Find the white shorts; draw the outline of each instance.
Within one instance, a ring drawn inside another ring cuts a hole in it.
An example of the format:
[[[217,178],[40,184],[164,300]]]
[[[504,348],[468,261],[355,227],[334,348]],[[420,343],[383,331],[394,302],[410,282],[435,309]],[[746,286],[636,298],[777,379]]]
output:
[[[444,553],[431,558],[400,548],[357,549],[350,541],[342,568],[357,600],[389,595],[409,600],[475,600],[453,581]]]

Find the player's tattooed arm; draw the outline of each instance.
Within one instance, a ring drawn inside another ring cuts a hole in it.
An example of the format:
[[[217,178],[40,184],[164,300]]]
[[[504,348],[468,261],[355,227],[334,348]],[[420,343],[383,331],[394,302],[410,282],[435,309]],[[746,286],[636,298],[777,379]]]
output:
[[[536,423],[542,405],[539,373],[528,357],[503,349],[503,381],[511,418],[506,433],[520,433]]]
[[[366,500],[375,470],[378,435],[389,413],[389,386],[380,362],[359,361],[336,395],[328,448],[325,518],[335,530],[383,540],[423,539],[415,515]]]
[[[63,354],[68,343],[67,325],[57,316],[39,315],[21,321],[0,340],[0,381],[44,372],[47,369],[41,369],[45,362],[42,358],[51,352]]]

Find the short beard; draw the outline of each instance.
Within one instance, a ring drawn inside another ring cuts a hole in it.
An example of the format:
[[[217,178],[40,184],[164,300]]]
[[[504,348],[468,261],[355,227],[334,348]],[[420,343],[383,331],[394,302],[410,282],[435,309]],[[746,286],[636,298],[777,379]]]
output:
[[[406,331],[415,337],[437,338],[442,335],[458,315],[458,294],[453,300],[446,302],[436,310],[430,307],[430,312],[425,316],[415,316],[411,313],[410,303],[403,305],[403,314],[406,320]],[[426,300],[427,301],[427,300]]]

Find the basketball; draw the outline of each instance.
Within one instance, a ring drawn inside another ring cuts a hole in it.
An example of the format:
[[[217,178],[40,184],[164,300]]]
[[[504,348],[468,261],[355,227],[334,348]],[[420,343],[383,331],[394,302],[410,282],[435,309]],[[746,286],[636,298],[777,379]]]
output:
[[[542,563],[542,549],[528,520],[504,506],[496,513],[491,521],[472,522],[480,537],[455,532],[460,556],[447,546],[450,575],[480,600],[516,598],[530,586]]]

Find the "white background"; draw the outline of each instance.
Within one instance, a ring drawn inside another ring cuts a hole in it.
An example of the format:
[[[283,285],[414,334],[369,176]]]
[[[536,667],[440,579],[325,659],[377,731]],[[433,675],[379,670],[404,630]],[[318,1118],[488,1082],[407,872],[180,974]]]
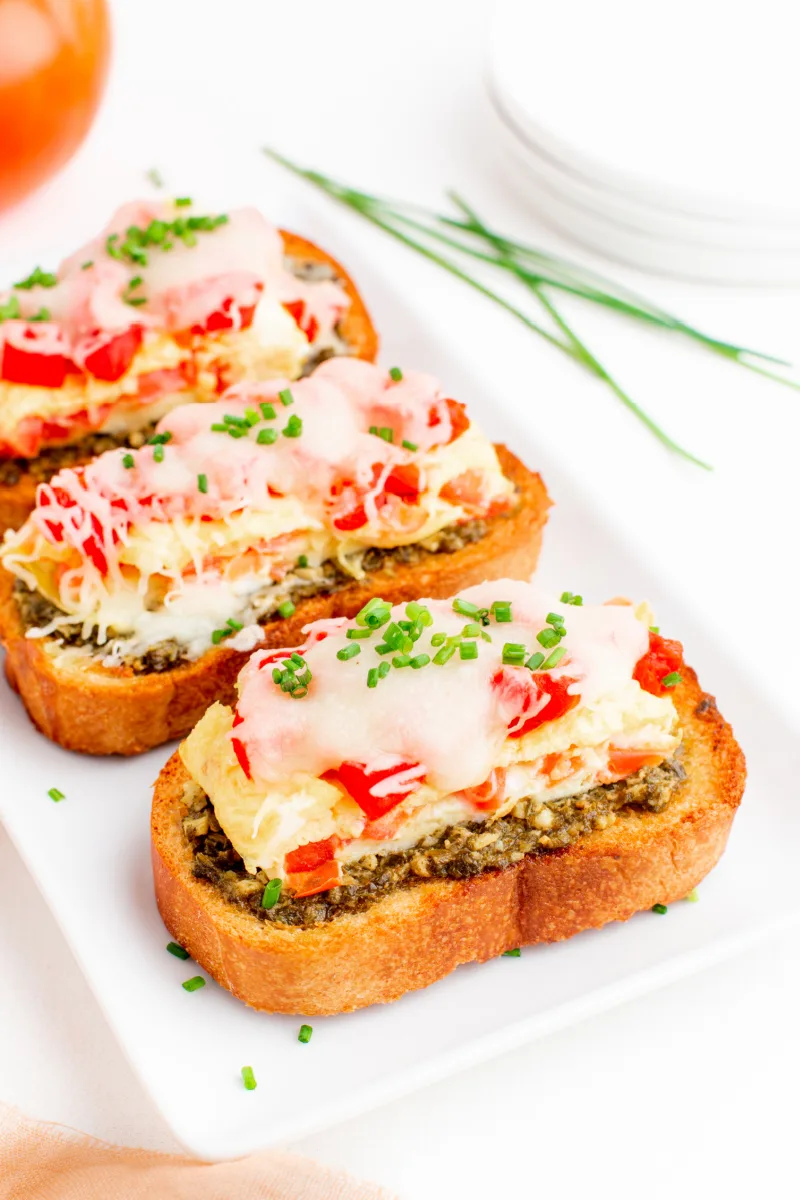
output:
[[[226,164],[244,164],[268,210],[270,176],[256,154],[264,142],[370,191],[439,203],[457,186],[496,224],[580,255],[505,184],[483,99],[485,5],[476,0],[402,8],[117,0],[114,8],[116,61],[101,119],[60,179],[0,221],[3,259],[48,265],[66,230],[82,236],[103,219],[105,193],[126,173],[133,189],[158,166],[181,191],[170,167],[191,154],[219,162],[223,190]],[[714,463],[705,476],[668,458],[599,384],[480,298],[380,235],[348,219],[339,227],[381,257],[434,328],[463,329],[498,377],[546,406],[552,438],[591,479],[598,508],[666,564],[764,689],[800,716],[791,632],[800,394],[570,310],[637,398]],[[795,292],[693,288],[598,265],[710,332],[800,361]],[[787,780],[787,803],[796,787]],[[2,835],[0,905],[0,1098],[112,1140],[177,1150]],[[797,939],[785,936],[292,1149],[408,1200],[512,1190],[794,1196],[798,984]]]

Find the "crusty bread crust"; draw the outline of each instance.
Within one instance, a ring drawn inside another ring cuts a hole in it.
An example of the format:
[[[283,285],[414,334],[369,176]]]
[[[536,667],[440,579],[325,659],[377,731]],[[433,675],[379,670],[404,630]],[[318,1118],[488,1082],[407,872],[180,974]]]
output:
[[[453,554],[431,555],[415,565],[390,563],[359,583],[297,605],[288,619],[268,621],[259,649],[298,646],[301,629],[321,617],[353,617],[372,596],[393,604],[419,596],[452,596],[484,579],[527,579],[536,567],[550,499],[538,475],[504,446],[497,447],[504,474],[518,488],[520,504],[492,521],[485,537]],[[236,676],[249,653],[224,644],[196,662],[159,674],[88,664],[56,667],[42,640],[25,637],[13,597],[14,577],[0,569],[0,642],[6,675],[33,723],[68,750],[86,754],[140,754],[184,737],[215,700],[232,702]]]
[[[744,755],[691,670],[675,702],[687,782],[660,813],[623,810],[564,850],[467,880],[397,891],[310,929],[258,921],[192,875],[177,752],[155,785],[156,902],[172,937],[253,1008],[306,1016],[385,1004],[466,962],[557,942],[686,896],[718,861],[745,782]]]
[[[289,257],[306,259],[310,262],[324,262],[333,268],[336,277],[341,281],[344,290],[350,297],[350,307],[342,320],[342,338],[351,348],[355,358],[374,362],[378,354],[378,332],[347,271],[325,250],[314,245],[313,242],[299,237],[296,233],[289,233],[288,230],[282,229],[281,237],[284,250]],[[91,456],[87,455],[83,461],[89,462],[90,458]],[[36,488],[40,482],[40,479],[27,471],[20,476],[17,483],[0,484],[0,537],[3,536],[6,529],[19,529],[23,524],[36,503]]]

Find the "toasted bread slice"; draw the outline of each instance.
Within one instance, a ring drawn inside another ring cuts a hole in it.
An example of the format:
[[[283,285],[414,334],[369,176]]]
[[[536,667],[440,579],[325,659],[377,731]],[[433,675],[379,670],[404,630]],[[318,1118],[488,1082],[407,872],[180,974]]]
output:
[[[392,604],[419,596],[450,596],[484,579],[527,579],[536,567],[550,499],[538,475],[504,446],[503,473],[517,486],[519,505],[495,518],[485,537],[452,554],[383,568],[329,595],[303,600],[294,614],[264,625],[259,648],[298,646],[301,629],[321,617],[353,617],[372,596]],[[14,578],[0,570],[0,641],[6,674],[31,720],[52,741],[86,754],[139,754],[183,737],[215,700],[232,703],[248,653],[221,645],[196,662],[157,674],[135,674],[84,660],[56,666],[42,640],[26,638],[13,596]]]
[[[342,284],[350,298],[350,307],[342,320],[340,332],[342,340],[347,343],[354,358],[363,358],[366,362],[374,362],[378,354],[378,333],[372,324],[366,305],[344,267],[332,258],[325,250],[306,241],[296,233],[281,230],[284,250],[287,257],[301,259],[307,262],[327,263],[336,278]],[[186,403],[191,396],[187,395]],[[78,443],[78,449],[80,443]],[[79,466],[89,462],[91,453],[77,453],[70,457],[70,466]],[[22,460],[21,460],[22,461]],[[16,483],[0,483],[0,537],[6,529],[19,529],[25,518],[33,510],[36,503],[36,488],[47,478],[41,471],[20,467],[20,475]]]
[[[252,1008],[306,1016],[385,1004],[467,962],[557,942],[686,896],[716,864],[745,782],[744,756],[689,669],[675,703],[687,780],[662,812],[622,809],[563,850],[466,880],[404,887],[366,911],[299,928],[261,922],[192,874],[182,830],[189,775],[175,753],[155,786],[156,901],[172,937]]]

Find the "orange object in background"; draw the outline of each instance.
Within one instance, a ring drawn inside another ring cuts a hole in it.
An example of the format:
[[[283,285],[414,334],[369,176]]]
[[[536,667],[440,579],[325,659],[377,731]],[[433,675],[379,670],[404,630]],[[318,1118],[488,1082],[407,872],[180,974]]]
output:
[[[0,210],[83,141],[109,49],[105,0],[0,0]]]

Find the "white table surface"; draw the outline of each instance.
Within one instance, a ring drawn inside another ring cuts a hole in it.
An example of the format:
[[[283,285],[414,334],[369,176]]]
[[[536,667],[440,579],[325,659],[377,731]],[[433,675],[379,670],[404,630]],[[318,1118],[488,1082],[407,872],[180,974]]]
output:
[[[579,253],[537,225],[492,157],[485,7],[116,0],[101,119],[59,180],[0,220],[0,257],[46,265],[60,218],[79,227],[82,206],[121,163],[135,181],[163,168],[170,146],[199,145],[209,108],[230,114],[227,154],[252,156],[270,141],[367,190],[430,202],[457,185],[495,223]],[[255,157],[252,169],[261,169]],[[347,219],[342,228],[363,236]],[[482,339],[489,365],[502,351],[498,371],[529,386],[531,403],[550,406],[587,471],[602,446],[607,511],[630,536],[663,547],[681,589],[711,608],[719,637],[739,638],[760,686],[800,718],[798,639],[787,645],[782,636],[797,595],[800,394],[571,309],[630,390],[713,461],[706,477],[654,452],[599,384],[521,327],[369,238],[369,252],[418,296],[427,320],[460,323],[471,344]],[[711,332],[800,361],[797,292],[701,289],[596,265]],[[787,803],[796,789],[787,780]],[[0,913],[0,1099],[110,1140],[178,1150],[2,832]],[[794,1196],[799,986],[798,939],[783,935],[291,1148],[406,1200]]]

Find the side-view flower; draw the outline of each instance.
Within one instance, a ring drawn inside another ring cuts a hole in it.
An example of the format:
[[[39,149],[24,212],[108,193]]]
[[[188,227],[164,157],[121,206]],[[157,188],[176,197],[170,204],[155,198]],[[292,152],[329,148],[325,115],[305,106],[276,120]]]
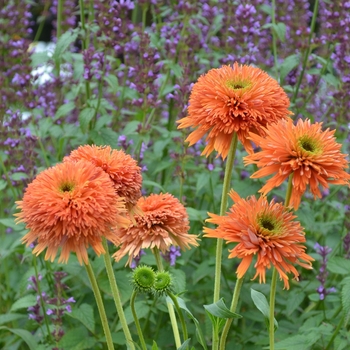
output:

◆ ◆ ◆

> _Problem to work on_
The required output is the exact run of lines from the beginning of the records to the line with "Find the player's", that line included.

> _Final answer_
Find the white shorts; draw the outline of each instance.
Within one instance, a ring drawn inside another ring cuts a hole in it.
An example of the format:
[[[217,178],[40,184],[164,300]]]
[[[504,348],[468,261],[355,227],[334,348]],[[420,343],[383,331],[394,302],[410,282],[435,309]],[[746,286],[636,298],[777,379]]]
output:
[[[444,553],[431,558],[400,548],[357,549],[350,541],[342,568],[357,600],[389,595],[409,600],[475,600],[453,581]]]

Find the player's tattooed arm; draw the outline of each instance.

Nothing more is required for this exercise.